(Point annotations for photos)
------------

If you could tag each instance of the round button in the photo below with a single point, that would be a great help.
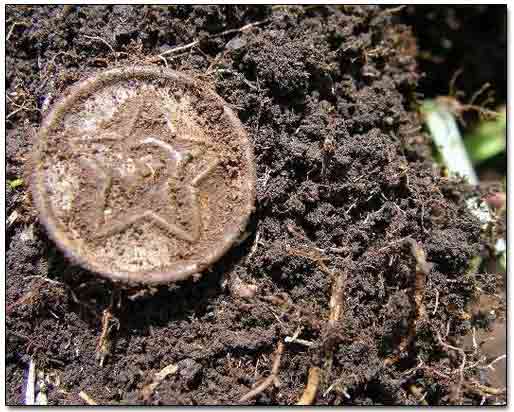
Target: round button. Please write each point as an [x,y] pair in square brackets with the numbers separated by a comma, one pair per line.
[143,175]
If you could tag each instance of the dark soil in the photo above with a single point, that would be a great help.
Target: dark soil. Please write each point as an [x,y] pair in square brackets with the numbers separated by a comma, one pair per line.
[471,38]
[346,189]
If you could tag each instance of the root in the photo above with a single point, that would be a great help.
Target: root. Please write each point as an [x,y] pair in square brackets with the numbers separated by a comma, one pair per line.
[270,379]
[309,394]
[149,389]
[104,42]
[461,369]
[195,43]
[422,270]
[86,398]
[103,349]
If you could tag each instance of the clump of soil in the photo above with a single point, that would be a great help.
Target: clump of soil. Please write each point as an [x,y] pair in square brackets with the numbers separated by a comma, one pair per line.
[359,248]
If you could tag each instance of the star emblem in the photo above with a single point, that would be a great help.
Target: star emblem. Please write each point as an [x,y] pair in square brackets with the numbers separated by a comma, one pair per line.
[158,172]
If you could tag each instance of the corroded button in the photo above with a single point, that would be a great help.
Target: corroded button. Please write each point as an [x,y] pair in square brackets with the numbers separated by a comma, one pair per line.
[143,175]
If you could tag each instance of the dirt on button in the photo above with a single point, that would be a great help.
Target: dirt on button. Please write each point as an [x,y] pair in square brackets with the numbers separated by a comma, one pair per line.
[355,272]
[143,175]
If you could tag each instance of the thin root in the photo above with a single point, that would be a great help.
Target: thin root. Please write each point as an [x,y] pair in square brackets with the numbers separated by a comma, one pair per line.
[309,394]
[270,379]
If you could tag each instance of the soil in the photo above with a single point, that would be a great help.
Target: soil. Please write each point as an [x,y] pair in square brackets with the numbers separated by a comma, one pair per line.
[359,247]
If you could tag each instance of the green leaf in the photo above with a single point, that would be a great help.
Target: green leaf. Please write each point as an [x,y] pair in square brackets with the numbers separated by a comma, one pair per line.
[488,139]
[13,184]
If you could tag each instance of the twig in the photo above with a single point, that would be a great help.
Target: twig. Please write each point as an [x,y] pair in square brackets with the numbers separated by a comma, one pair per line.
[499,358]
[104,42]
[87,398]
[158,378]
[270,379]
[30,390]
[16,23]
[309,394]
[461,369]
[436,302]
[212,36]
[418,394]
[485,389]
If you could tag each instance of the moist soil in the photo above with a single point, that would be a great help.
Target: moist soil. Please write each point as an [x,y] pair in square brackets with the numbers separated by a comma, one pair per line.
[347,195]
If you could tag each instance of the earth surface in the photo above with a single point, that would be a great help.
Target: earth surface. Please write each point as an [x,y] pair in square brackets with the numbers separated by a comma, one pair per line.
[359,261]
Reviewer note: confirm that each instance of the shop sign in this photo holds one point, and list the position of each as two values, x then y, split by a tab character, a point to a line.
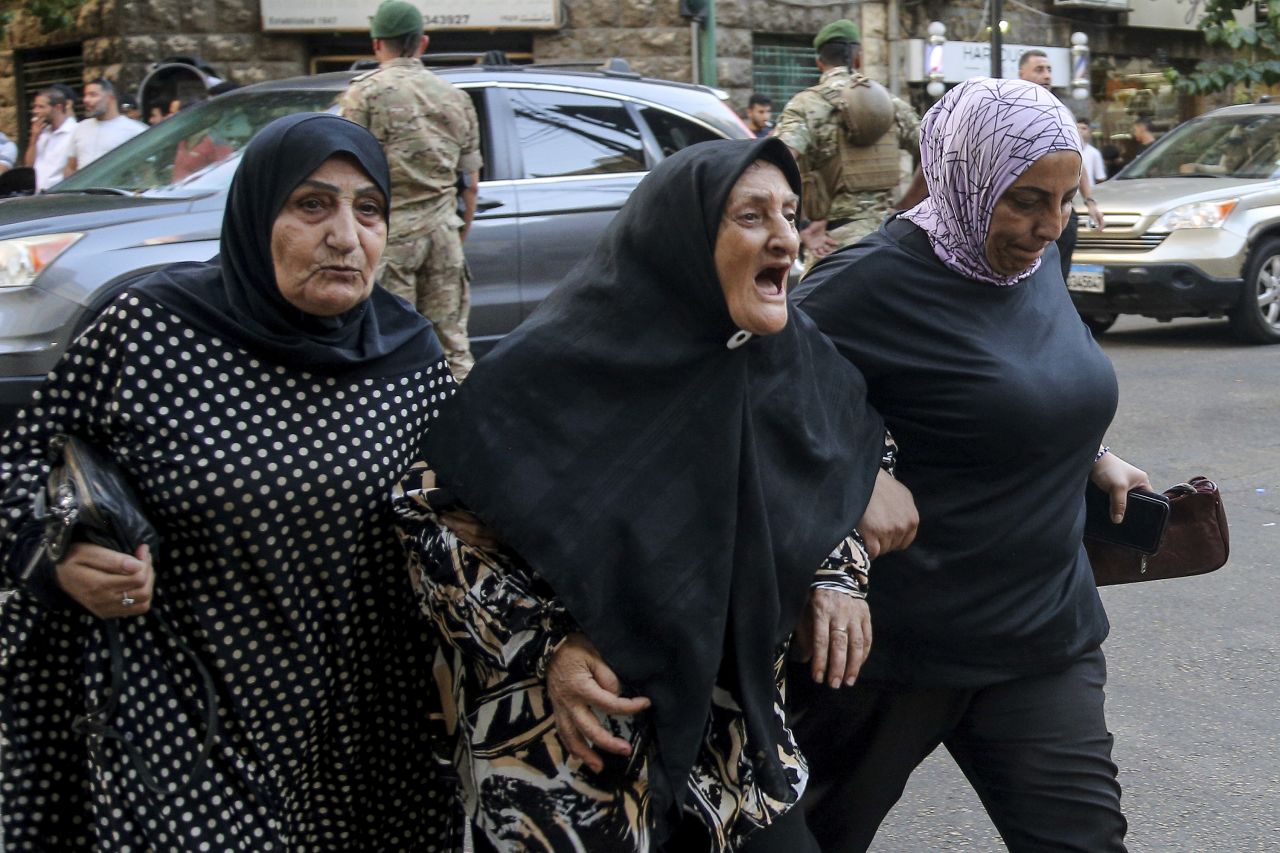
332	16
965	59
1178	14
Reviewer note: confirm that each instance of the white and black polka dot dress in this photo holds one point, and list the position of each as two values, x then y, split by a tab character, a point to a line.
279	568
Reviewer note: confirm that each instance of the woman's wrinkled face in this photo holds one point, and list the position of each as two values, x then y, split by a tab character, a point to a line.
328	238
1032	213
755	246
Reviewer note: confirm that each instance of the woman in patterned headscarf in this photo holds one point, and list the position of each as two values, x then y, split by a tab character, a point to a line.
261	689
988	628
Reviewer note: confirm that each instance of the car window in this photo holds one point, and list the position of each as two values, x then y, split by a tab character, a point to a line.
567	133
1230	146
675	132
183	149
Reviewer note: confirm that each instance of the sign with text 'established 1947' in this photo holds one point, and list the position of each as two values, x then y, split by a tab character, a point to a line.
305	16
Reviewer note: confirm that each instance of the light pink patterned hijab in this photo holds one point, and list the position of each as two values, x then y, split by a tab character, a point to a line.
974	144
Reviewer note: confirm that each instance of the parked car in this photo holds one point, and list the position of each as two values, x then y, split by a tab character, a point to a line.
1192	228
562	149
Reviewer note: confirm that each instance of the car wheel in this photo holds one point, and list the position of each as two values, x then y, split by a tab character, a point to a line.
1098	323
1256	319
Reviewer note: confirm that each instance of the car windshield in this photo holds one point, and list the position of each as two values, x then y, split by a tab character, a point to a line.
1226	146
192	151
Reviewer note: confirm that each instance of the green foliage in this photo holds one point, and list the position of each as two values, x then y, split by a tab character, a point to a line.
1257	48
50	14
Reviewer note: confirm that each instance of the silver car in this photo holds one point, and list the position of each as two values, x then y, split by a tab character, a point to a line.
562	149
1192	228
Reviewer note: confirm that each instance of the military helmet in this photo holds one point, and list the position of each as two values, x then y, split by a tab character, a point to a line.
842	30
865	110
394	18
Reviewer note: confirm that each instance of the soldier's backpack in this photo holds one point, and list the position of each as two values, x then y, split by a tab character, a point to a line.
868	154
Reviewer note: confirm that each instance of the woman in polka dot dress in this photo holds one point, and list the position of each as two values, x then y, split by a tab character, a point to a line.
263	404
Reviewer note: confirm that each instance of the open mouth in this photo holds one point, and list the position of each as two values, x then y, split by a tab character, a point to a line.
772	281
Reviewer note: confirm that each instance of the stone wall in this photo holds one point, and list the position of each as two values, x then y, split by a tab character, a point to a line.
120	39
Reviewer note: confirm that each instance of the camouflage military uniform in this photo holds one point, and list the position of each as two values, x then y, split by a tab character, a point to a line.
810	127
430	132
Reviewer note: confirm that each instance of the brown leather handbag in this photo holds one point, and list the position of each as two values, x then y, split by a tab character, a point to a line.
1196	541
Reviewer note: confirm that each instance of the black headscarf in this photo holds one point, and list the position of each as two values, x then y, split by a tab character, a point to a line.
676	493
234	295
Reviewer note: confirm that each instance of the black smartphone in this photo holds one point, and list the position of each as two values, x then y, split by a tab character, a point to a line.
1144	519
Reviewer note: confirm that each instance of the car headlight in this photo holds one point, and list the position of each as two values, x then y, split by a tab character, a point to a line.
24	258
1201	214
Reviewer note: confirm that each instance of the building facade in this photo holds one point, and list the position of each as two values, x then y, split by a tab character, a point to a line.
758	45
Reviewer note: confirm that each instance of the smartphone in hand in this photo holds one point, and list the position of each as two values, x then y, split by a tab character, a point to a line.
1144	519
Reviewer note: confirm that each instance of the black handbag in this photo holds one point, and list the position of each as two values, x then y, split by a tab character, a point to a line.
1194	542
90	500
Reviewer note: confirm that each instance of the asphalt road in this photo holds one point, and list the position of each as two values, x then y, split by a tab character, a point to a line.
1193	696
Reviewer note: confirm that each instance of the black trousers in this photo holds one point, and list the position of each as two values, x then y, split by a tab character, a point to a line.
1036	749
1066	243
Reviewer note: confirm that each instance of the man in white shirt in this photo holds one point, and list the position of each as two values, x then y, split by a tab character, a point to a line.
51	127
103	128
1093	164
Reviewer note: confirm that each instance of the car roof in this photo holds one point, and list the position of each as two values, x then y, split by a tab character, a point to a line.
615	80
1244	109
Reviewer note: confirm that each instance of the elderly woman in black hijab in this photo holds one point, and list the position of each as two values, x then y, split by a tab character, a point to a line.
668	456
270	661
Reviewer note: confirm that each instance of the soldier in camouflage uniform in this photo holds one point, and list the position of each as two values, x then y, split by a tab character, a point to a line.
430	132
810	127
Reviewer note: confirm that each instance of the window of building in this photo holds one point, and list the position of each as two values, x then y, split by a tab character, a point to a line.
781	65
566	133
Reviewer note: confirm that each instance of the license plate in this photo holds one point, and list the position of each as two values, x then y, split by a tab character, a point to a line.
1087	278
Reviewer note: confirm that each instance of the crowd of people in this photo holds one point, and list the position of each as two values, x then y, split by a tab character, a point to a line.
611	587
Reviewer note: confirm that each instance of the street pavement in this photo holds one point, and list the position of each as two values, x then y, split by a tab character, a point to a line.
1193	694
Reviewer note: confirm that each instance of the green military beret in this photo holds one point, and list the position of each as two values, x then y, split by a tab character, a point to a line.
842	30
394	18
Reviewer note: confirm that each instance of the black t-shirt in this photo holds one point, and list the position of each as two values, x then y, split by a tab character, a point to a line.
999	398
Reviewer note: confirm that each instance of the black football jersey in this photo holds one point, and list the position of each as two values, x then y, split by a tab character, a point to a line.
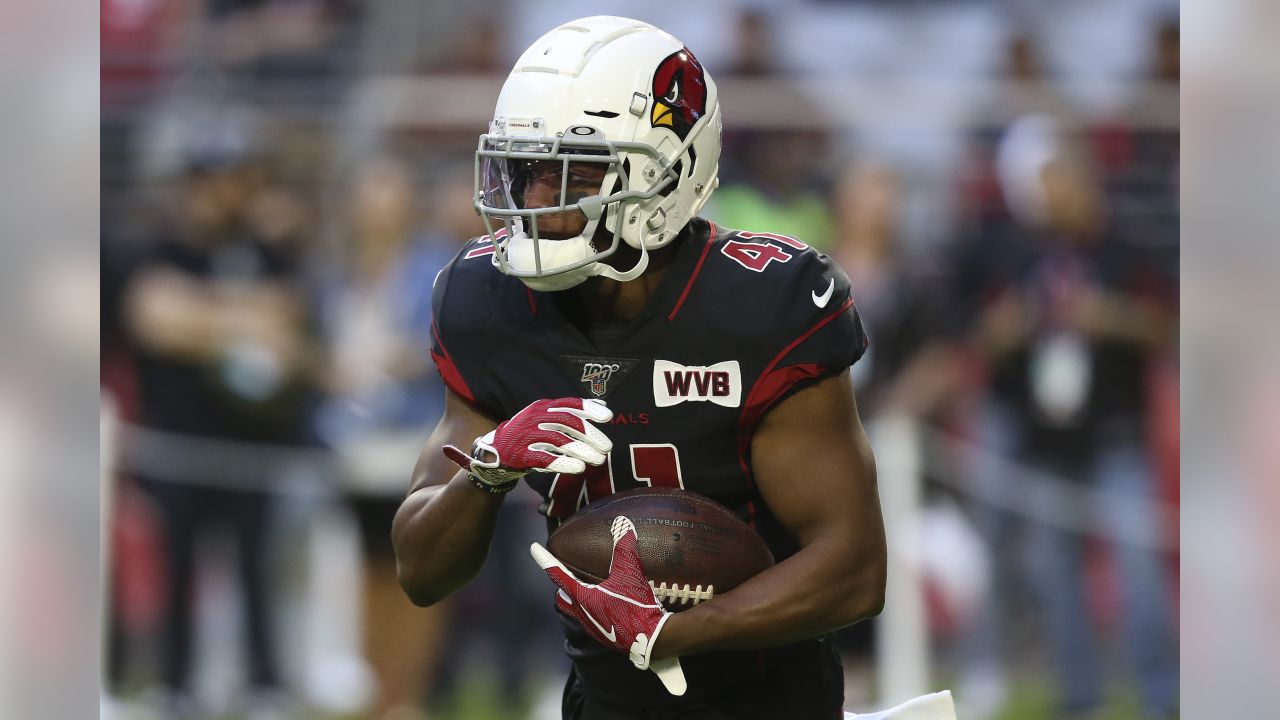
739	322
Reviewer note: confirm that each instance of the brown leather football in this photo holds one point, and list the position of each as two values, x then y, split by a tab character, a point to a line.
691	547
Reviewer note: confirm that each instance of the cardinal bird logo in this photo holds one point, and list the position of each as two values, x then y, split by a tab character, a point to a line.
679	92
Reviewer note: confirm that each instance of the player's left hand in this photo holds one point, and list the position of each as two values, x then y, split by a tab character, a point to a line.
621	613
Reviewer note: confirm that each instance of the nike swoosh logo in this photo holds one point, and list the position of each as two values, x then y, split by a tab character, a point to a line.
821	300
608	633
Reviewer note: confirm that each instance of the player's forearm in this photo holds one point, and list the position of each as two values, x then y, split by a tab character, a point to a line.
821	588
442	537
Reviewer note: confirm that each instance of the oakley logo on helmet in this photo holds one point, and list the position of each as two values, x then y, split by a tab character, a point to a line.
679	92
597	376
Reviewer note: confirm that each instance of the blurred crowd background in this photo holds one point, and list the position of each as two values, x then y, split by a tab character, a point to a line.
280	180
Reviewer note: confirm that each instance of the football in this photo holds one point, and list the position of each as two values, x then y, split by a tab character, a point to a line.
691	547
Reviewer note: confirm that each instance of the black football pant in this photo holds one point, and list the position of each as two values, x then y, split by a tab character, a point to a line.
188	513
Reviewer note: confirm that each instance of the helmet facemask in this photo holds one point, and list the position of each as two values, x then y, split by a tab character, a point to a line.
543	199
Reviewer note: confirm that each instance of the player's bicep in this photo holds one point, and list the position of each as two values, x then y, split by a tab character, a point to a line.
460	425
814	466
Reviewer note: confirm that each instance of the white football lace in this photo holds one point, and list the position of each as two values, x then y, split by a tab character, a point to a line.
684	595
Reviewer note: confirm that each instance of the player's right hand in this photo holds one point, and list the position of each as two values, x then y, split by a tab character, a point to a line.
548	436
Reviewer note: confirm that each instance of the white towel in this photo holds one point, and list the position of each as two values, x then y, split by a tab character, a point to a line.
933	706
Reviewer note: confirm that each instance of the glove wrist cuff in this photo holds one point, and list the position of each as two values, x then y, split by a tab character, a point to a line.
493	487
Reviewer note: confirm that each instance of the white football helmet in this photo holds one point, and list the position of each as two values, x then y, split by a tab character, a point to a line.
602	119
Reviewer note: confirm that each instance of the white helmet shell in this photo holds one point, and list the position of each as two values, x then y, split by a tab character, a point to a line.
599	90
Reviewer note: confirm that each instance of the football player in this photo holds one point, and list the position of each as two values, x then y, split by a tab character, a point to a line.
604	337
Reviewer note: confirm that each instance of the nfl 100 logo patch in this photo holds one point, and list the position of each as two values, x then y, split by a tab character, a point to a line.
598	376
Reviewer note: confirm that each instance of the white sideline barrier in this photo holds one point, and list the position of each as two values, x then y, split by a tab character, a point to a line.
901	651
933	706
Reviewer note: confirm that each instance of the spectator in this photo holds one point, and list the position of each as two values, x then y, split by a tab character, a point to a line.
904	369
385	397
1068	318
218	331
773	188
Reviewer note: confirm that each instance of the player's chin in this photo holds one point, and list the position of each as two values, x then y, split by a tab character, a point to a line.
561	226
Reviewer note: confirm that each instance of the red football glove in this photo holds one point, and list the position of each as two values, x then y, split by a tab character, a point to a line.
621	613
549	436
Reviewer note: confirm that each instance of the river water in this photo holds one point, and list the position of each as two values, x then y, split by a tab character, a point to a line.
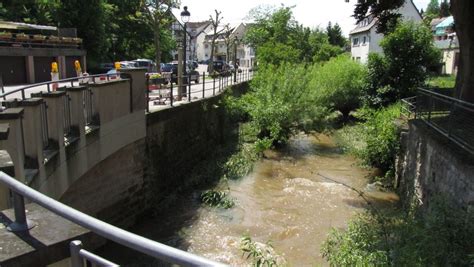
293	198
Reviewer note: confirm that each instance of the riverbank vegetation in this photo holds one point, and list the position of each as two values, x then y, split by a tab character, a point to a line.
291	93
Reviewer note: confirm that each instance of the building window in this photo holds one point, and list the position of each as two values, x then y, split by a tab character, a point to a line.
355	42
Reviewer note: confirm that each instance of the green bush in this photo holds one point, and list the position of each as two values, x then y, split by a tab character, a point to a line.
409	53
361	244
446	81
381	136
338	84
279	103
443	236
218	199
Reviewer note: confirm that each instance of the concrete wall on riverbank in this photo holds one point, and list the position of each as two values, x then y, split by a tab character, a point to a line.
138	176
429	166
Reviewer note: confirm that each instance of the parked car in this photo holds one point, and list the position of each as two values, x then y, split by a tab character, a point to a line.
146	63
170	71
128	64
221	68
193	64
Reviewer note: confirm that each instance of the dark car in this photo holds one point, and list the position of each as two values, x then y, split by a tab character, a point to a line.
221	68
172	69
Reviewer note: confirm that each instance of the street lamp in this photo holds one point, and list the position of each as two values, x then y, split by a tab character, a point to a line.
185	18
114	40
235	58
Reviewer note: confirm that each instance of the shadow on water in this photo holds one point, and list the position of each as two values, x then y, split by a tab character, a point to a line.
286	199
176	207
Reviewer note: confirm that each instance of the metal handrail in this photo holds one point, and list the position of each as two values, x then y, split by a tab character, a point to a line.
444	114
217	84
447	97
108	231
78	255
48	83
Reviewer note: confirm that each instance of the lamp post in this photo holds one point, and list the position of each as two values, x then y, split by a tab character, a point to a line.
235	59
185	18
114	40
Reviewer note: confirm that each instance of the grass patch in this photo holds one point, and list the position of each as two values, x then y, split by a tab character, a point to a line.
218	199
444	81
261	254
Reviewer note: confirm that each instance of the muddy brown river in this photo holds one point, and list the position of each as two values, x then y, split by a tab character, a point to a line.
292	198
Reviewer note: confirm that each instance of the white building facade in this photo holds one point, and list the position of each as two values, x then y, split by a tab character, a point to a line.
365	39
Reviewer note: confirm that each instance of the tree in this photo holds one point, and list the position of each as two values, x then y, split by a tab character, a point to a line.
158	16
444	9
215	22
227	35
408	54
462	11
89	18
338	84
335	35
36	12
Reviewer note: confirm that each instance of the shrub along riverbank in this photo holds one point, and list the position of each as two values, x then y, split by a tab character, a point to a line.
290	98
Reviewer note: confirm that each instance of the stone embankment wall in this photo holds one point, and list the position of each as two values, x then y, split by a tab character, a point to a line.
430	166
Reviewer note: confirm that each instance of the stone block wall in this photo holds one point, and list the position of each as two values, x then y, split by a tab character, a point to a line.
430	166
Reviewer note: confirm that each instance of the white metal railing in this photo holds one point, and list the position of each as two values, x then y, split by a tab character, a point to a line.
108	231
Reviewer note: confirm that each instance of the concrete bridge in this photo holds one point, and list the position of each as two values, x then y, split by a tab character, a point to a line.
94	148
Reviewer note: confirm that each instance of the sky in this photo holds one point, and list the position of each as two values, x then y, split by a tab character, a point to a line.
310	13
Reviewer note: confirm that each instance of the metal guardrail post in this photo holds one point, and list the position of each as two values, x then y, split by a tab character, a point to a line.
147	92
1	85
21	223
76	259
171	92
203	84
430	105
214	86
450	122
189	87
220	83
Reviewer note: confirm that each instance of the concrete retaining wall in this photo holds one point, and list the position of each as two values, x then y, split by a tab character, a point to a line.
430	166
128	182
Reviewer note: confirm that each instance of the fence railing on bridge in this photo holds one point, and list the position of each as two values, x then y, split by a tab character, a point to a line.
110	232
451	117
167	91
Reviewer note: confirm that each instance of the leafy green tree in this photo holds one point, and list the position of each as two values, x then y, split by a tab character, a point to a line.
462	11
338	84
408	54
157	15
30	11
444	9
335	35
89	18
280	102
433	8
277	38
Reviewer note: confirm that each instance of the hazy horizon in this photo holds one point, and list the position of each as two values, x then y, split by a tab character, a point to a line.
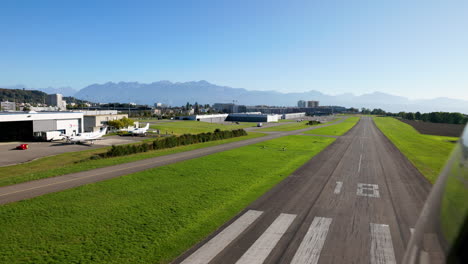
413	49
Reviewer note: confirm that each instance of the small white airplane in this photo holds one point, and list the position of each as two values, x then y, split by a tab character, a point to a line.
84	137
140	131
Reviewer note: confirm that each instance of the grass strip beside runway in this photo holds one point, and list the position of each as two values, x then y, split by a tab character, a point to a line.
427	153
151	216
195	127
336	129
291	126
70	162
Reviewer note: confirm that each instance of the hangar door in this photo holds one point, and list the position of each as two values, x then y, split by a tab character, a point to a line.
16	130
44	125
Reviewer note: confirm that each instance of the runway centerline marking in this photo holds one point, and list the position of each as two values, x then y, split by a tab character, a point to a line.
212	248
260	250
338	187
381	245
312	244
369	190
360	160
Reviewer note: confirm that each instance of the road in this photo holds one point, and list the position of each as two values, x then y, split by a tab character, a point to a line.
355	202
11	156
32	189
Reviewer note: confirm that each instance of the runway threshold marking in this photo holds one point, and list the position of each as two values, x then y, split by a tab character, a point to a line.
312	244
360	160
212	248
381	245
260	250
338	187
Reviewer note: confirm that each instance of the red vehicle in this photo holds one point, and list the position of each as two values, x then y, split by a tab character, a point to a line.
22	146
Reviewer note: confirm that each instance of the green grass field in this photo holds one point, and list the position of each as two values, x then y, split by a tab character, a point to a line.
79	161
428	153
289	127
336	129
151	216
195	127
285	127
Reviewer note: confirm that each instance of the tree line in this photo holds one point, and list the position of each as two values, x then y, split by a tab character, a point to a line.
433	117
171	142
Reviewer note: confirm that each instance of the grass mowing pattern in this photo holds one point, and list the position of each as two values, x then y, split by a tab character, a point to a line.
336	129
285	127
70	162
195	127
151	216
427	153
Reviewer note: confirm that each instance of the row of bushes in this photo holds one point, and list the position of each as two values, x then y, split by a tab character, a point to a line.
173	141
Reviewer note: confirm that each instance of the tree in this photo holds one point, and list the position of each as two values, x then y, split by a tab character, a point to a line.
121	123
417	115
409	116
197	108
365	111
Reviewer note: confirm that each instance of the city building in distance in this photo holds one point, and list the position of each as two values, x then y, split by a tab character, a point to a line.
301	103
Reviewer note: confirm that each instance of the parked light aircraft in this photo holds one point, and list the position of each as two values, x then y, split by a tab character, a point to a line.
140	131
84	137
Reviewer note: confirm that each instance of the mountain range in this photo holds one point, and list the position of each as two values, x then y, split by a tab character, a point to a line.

------------

Short problem:
Set down, unchanged, the line that contains "Reviewer note: confirm that each instance of the city" together with every later line in the records, through the last one.

Exercise answer:
Reviewer note: confirm that each instance of the city building in distance in this photo holds one point, and list the position of each as two values, x then y, split by a tab character, a point to a line.
301	103
Reviewer note: confirm that each instance of the parked light aircraft in this photo holds one point, and list the position of each as two values, x then y, split by a tab character, a point to a line.
140	131
84	137
Reviewer note: confirm that each instance of the mountain range in this photo holds one point, and list the position of each as two values, x then y, split by a tab character, a point to a line.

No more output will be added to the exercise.